Available data:
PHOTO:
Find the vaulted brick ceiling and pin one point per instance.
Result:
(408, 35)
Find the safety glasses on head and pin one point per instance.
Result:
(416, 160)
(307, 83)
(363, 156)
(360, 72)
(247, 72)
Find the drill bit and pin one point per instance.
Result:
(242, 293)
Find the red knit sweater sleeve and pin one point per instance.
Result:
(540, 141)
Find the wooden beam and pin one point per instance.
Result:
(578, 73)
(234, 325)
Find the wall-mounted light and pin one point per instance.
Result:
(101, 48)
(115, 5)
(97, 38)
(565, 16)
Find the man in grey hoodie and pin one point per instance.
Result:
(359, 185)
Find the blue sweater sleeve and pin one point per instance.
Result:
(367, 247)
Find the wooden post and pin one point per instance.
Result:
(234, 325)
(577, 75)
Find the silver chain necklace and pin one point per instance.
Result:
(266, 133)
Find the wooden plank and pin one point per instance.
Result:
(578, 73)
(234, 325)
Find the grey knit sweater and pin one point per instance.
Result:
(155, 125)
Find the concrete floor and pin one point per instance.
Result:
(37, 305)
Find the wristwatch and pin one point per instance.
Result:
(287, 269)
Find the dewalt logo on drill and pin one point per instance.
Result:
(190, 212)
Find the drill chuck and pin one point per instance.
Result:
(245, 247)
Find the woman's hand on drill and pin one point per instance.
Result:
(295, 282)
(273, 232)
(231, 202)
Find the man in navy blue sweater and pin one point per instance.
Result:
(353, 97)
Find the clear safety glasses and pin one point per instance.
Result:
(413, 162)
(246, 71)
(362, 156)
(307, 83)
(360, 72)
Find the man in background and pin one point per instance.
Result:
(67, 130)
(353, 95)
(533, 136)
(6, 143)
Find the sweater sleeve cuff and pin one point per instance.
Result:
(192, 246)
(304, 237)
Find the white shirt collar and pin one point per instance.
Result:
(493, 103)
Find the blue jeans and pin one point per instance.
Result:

Task instructions: Every line that contains the string "sleeve" should be copied from the records.

Answer to this exercise:
Find the red knit sweater sleeve and pin one point per instance.
Find the blue sweater sleeve and pin one point per instance.
Find the sweater sleeve cuff and pin one point per instance.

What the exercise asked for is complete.